* [EXERCISE DESCRIPTION] Reproduce each record verbatim, images excluded.

* [DATA SUPPLIED]
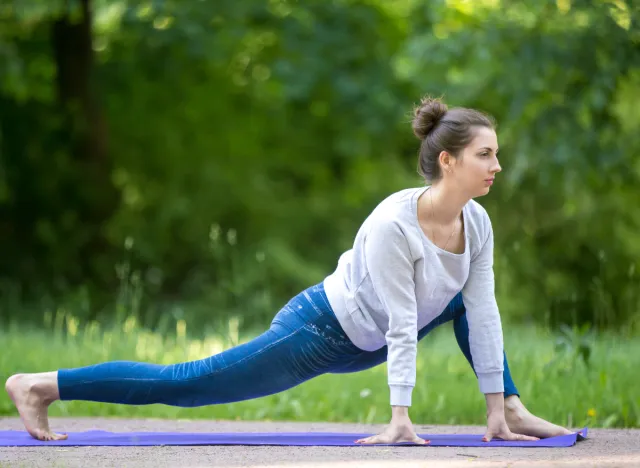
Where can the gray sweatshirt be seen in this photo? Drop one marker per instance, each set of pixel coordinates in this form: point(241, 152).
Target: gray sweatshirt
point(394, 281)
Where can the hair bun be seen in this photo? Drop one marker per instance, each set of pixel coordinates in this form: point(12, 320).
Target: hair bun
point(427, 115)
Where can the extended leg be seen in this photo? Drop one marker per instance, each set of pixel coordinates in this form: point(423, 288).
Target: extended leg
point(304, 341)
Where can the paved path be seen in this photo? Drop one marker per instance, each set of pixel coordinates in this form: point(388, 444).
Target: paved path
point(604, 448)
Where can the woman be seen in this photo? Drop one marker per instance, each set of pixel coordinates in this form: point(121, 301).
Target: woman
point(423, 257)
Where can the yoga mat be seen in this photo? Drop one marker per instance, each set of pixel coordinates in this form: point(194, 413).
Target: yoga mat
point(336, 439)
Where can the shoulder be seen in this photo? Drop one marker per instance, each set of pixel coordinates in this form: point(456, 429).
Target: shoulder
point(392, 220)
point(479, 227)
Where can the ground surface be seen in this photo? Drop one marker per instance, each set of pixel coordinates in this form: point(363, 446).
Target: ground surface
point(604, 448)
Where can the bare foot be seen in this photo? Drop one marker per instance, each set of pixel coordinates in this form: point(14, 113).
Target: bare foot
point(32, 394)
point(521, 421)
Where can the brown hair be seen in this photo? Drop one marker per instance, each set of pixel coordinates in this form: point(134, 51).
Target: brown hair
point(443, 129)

* [SOLUTION TO THIS PROBLEM]
Where can the gray sweatshirt be seen in this photo? Drop one marker per instance, each set of pixel coordinates in this form: point(241, 152).
Target: gray sweatshirt
point(394, 281)
Where can the hair bun be seen in this photo? Drop one marker per instance, each set of pixel coordinates in this form: point(12, 320).
Target: hair bun
point(427, 115)
Where can the extended leg be seen in this photo? Drop one marker per instance, each set of pixel coordinates in this form: point(423, 288).
Target: extended leg
point(304, 341)
Where can the paved path be seen in this photo? Drop one marker per instance, each set of pixel coordinates in this form: point(388, 444).
Target: paved path
point(604, 448)
Where can the woman be seen in this photo? Drop one marker per instance, each set of pixel coordinates in this form: point(121, 301).
Target: woman
point(423, 257)
Where can the yoga mat be seen in this photo? Drop one marker per instance, each set of pixel coordinates in this form: point(194, 413).
Target: yoga mat
point(336, 439)
Where can the shoulder be seen in this photo? Drop one marker per instance, each set of pixel coordinates in this form: point(456, 429).
Target: shoulder
point(392, 220)
point(479, 227)
Where can the ground surface be seen in this photo? Drop one marker per instance, each set of pixel coordinates in this form: point(363, 446).
Target: ground surface
point(604, 448)
Where can the bare foot be seen in this photo? Drop one marker per instance, each set of pixel coordinates in this form: point(14, 113).
Target: bare foot
point(32, 394)
point(521, 421)
Where can the brown hair be seen in this photo? Drop one marker per instance, each set of pixel coordinates in this form: point(134, 51).
Target: brown hair
point(443, 129)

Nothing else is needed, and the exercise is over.